---------- Selected excerpt ----------
Fridges
The best fridges for keeping your food fresh.
Considering buying a new fridge freezer? Read our comprehensive guide to picking the right model for you.
Side-by-side or vertical?
Big side-by-side fridge-freezers with chilled water and ice dispensers are a lot more energy-efficient than large models of old. The trouble is, they don’t compete with vertical models for usable space. That handy ice-and-water dispenser usually reduces the freezer space by around 30%.
The fridge and freezer compartments on side-by-side models are narrower and deeper than in a vertically stacked fridge. This will be a problem for anyone who has trouble finding things in the back. The freezers are especially narrow: in one of the models we tested, you can’t lie a large pizza flat.
You also need to consider whether a side-by-side will fit your kitchen, or even through the doors into the house! Will there be room for the doors to open fully? These are big beasts, so check dimensions carefully.
Remember to allow ventilation space on the sides, back and top. It’s usually around 5cm, but ask the dealer for the exact requirements. The top can require up to 30cm clearance! Also, if they have a through-the-door icemaker and water dispenser, you will need to get a plumber to install them.
Top or bottom freezer?
Ultimately, it comes down to your needs and personal preference.
Having the fridge uppermost is generally more convenient. You open the fridge door many more times per day than you do the freezer, so it makes sense to have the fridge in the more accessible, upper position. For users in wheelchairs, having the freezer at the bottom will make it easier to get food in and out of both compartments.
But fridges with bottom freezers tend to have cold vegetable crispers, because the crisper sits on top of the freezer (although some models have a small heater under the crispers to overcome this!).
Having the freezer on top can mean the whole unit performs a little better. But fridges with top freezers tend to have warm crispers, because they sit at the bottom well away from the freezer.
Size and space
- We estimate a typical family of 4 doing its main shopping trip once a week would need 400 to 500 litres of total storage.
- There are fridge-freezers as small as 170L, but these will only be useful in small apartments, or baches. In general, they do not perform as well as their larger cousins.
- You can get vertically stacked models up to 600L, and side-by-side fridge-freezers with a total of 600L to 800L. But side-by-side models cost a good $1000 more.
As long as it fits in your kitchen space, go for the largest fridge-freezer you can afford. It’s false economy to keep your old fridge to cope with any extra demand. Old fridges are much less energy efficient, and one new large model with a bit of spare capacity will almost certainly run for less than an older smaller one. If you must keep the old one, switch it on only when you need it.
If you’re buying a fridge to fit an existing space, remember to check the measurements. Australian-made models and the bigger sizes from all brands may not fit.
----------
Given task A:
In the fridge buying guide, how much total storage would a typical family of four need if it does its main shopping once a week?
Given task B:
According to the fridge buying guide, on which sides of a fridge-freezer must ventilation space be allowed? List them all.
Given task C:
Write the next part of the fridge buying guide, starting after its final sentence.
---------- Record list ----------
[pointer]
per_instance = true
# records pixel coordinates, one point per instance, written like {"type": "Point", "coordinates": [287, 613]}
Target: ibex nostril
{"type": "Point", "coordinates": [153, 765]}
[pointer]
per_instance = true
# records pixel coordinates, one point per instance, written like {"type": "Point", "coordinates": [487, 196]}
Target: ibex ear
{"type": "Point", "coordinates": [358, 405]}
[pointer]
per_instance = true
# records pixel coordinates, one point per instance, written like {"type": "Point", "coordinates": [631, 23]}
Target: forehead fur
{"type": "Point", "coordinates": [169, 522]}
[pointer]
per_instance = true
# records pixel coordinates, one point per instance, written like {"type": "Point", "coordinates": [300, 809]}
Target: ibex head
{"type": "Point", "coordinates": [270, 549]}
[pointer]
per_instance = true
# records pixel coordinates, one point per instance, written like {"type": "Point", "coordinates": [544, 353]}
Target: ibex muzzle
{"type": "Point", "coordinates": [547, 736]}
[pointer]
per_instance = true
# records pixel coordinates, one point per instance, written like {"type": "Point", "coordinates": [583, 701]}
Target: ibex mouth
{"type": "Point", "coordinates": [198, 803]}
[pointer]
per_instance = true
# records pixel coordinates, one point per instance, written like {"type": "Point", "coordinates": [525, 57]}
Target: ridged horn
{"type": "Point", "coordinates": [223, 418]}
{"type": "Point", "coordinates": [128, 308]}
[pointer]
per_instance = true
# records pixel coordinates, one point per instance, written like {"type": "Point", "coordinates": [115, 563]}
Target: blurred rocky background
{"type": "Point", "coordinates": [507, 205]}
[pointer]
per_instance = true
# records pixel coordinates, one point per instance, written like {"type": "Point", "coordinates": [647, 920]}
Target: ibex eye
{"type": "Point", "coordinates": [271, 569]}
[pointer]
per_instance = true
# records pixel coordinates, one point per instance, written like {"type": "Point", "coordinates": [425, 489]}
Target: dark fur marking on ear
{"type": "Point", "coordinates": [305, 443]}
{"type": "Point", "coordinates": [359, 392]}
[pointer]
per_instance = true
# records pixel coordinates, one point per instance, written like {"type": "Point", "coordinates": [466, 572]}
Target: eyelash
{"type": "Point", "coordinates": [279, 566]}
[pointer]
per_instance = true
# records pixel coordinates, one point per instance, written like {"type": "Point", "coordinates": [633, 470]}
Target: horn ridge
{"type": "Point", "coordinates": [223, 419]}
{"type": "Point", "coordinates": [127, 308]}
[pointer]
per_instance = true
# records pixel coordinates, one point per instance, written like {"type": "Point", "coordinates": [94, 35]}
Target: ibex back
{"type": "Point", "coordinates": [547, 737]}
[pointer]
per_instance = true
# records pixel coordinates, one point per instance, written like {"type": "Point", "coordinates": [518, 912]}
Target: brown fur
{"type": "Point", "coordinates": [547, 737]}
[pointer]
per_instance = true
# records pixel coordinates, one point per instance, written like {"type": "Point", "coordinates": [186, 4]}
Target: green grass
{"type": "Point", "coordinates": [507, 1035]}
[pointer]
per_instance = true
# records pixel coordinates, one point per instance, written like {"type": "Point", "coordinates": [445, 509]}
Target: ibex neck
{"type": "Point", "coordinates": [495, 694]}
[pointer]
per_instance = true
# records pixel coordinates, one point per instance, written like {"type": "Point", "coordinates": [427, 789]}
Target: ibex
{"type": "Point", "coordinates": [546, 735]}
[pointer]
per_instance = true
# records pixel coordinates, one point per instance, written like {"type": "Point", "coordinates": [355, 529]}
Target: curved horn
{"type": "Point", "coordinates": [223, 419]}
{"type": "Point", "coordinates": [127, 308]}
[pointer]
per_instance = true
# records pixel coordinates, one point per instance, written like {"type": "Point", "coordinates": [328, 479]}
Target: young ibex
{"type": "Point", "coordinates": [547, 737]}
----------
Exercise answer A:
400 to 500 litres

Exercise answer B:
The sides, the back and the top.

Exercise answer C:
Whatever size you buy, check with the real items you commonly store to see how well they’ll fit. If you like to keep pizzas in the fridge, where will they go? Will you be able to line the door shelves with your usual 2L milk containers and large juice bottles? If you like whole watermelon in summer, is there enough shelf space?
Interior layout
Most fridges give you the choice of which side the door opens when you buy, or allow you to change it later.
It’s handy to be able to get all the trays and baskets out without having to open the doors any wider than 90°. Many people have their fridges in a corner, so when the doors are open 90° they are hard against the wall.
Side-by-side models don’t offer a choice of the side which doors open. As well, the doors on this type of fridge-freezer may get in the way of using drawers and shelves if the doors cannot open to an angle well beyond 90°.
Most models have a good range of positions for shelves, but they must be fully removed before being reinserted. Many can’t be pulled out unless the door is opened well beyond 90°.
Solid shelves are an improvement on wire grill shelves. They stop spills dribbling all the way through the fridge, they make those spills less likely anyway because they provide a more stable surface, and they are easier to wipe clean.
Drawers are easier to load, but it’s harder to find small items in the bottom. If the door cannot open beyond 90°, you may not be able to pull the drawer out far enough to reach the back.
Multi-drawers
Multi-drawers, often between the fridge and freezer, are a separate compartment that regulate humidity like a crisper but has more stable temperatures. Being separate from the main fridge compartment means humidity can be controlled more accurately, slowing the ripening process and keeping produce fresh for longer. Some multi-drawers also have separate temperature controls. This means you can store a wider range of foods or, if it goes low enough, use it as a freezer.
Exterior finish
Whiteware isn’t just white anymore; stainless steel is also a popular finish. However, it’s prone to fingerprints and marks, so it can pay to look for a matte or “fingerprint-resistant” stainless-steel finish to avoid constant cleaning. The colour palette doesn’t stop there, black, and red models can be found, though they usually command a premium price.
Other features to consider
- Alarms or self-closing feature: Most fridge-freezers now have an alarm that sounds when the door has been left open for too long. However, these alarms are often only on the fridge compartment, not the freezer. When and how long the alarm sounds also varies. A classic method for ensuring your fridge door would close was slightly elevating the front of the fridge, so gravity closed the door for you. Most fridges now include a self-closing feature where the doors have weights built-in to them so they automatically close on their own.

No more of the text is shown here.